** Start Reading text **

# Running a Hound On Private Property Without Permission



## Deltabullcan (Jan 24, 2011)

I had a yote hunter running a hound on my propery last Sunday without permission, I confronted the Hunter and he said it was legal!...Whats the answer according to Michigan law?...Deltabullcan


----------



## bigcountrysg (Oct 9, 2006)

It is illegal. A person hunting with a dog has to have permission to hunt on someone elses property. The only time the hunter can go onto someone elses property is to retrieve a dog that got away from them. How ever during the retrieval of the dog they can not be hunting. Added : Or Possess a firearm.


----------



## Petronius (Oct 13, 2010)

Exactly as just stated. And, if you tell the person retrieving the dog to stay off your property, they will be trespassing the next time.


----------



## lewy149 (Apr 19, 2007)

Sad some spoil it for everyone.


----------



## DFJISH (Mar 30, 2009)

I hunt (call) coyotes on lots of private lands where I spent a lot of time knocking on doors to get permission to do so. There are at least 2 groups of hunters with hounds who run their dogs over those properties, *and they don't have permission* on any of the same lands I do. They have been caught and told to stay out _several times_, but just keep coming back. It's a given that coyotes run where they choose and dogs can't read signs, so trespassing WILL occur. It seems inevitable that there is going to be a ticket given if the property owners ever decide to put some bit in their bark. It's too bad that the trespassing continues. I think in view of "modern times" guys hunting coyotes with hounds are killing their own sport because of their constant trespassing.


----------



## foxriver6 (Oct 23, 2007)

Deltabullcan said:


> I had a yote hunter running a hound on my propery last Sunday without permission, I confronted the Hunter and he said it was legal!...Whats the answer according to Michigan law?...Deltabullcan


Two points

1) For the recreational trespass law to apply, your property must be enclosed agricultural, posted or maintained to discourage trespass. In this case houndsmen may not intentionally run hounds on your property. They are allowed to come on your property "unarmed" to retrieve their hounds unless you previously notified them to stay off your property. If you told them verbally or in writing to stay off your property, they may not come on your property for any reason to include retrieving their hounds.

2) Common law trespass applies and you may "sue" them.

Recreational Trespass:
http://www.legislature.mi.gov/(S(pg...t&objectName=mcl-324-73102&highlight=trespass

Criminal Trespass:
http://www.legislature.mi.gov/(S(pg...tname=mcl-750-552&query=on&highlight=trespass


----------

** End Reading text **
** Start Recorded information **

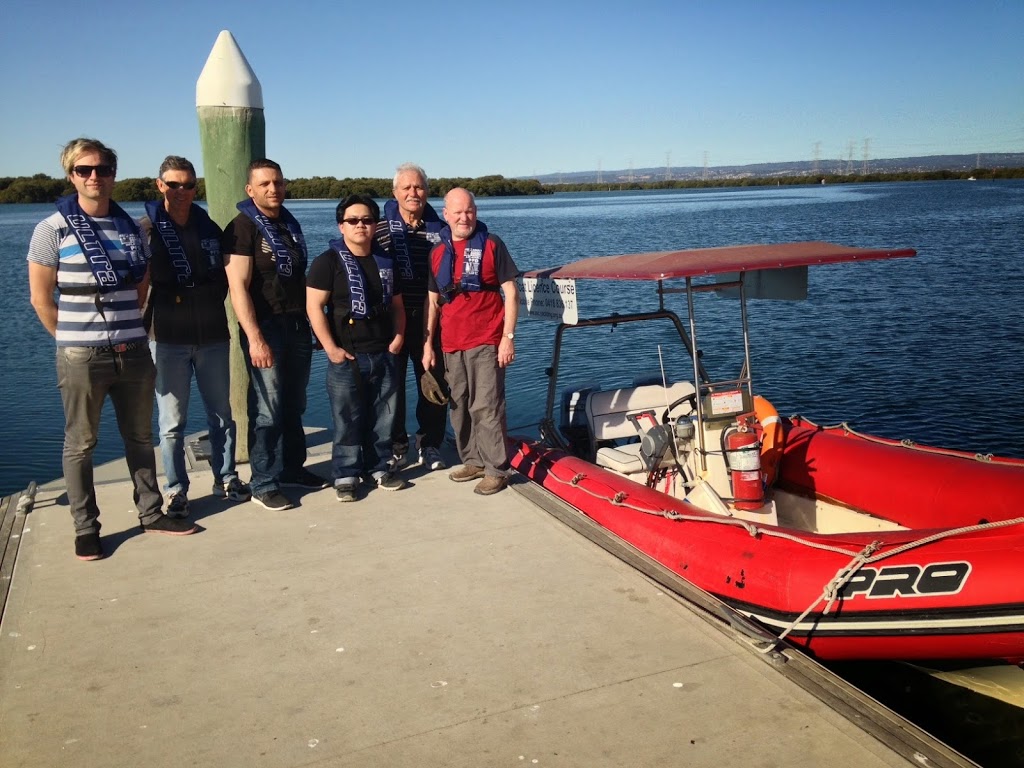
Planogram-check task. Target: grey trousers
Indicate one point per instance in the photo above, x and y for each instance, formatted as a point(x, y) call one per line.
point(85, 377)
point(477, 409)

** End Recorded information **

= Given request =
Reproduce verbatim the portion of the forum thread on running hounds on private property, starting at "It is illegal." and ending at "(Oct 13, 2010)".

= Reply =
It is illegal. A person hunting with a dog has to have permission to hunt on someone elses property. The only time the hunter can go onto someone elses property is to retrieve a dog that got away from them. How ever during the retrieval of the dog they can not be hunting. Added : Or Possess a firearm.


----------



## Petronius (Oct 13, 2010)